## Problem to work on:
Every line between the top of the data below and the line with "phrase -- green plant in vase", both ends included, must be retyped exactly.
[Source data Boundary: Start]
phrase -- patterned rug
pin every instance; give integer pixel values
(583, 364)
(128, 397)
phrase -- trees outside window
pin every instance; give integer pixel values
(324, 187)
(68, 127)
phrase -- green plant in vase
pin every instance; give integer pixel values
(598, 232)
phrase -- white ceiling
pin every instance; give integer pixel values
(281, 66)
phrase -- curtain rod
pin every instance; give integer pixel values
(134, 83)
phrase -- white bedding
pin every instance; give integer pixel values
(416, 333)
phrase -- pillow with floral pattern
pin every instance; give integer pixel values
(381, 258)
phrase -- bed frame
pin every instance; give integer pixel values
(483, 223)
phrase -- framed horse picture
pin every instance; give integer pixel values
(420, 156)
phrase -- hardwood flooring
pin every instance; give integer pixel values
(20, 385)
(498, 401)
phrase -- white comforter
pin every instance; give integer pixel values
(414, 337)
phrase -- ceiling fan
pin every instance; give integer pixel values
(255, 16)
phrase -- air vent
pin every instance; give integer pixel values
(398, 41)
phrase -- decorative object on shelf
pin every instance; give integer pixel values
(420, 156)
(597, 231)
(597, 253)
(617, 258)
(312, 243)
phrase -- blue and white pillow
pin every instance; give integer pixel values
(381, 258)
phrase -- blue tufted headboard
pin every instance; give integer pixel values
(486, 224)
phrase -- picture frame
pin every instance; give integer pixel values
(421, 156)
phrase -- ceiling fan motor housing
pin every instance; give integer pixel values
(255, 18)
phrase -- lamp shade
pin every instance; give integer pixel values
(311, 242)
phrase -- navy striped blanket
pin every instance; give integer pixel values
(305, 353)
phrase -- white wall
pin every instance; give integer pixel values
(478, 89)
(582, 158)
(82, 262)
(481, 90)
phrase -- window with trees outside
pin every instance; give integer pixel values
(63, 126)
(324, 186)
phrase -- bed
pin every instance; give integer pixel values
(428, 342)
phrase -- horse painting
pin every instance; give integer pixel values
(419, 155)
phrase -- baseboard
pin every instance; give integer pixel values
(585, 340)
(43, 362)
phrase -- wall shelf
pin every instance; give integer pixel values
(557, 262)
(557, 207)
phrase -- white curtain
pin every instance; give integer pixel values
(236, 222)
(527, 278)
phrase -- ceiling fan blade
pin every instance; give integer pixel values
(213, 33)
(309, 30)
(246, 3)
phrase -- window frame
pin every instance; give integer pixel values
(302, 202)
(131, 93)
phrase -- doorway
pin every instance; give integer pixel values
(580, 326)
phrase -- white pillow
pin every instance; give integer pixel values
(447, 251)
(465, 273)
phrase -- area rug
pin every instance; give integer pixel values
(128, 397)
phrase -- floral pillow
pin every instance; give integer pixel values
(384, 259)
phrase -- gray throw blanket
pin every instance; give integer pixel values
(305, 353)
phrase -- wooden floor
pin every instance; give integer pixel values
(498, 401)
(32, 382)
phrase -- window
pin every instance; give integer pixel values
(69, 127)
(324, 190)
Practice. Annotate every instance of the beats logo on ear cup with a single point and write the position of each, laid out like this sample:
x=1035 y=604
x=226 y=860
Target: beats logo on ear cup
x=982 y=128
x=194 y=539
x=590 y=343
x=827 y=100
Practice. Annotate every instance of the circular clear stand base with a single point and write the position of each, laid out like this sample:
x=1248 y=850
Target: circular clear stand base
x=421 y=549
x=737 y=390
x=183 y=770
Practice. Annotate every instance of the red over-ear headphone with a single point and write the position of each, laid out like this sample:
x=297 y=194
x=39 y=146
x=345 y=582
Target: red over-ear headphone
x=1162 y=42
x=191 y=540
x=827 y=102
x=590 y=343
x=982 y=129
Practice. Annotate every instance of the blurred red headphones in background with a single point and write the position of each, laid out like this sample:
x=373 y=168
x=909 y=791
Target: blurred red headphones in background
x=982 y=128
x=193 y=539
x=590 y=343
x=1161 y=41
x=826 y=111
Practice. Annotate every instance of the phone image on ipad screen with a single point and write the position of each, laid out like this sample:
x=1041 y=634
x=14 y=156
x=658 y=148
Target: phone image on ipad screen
[Source data Boundary: End]
## Answer to this exercise:
phrase -- patterned rug
pin every instance; give integer pixel values
(583, 364)
(128, 397)
phrase -- trees outside window
pin every instance; give integer pixel values
(324, 187)
(68, 127)
phrase -- green plant in vase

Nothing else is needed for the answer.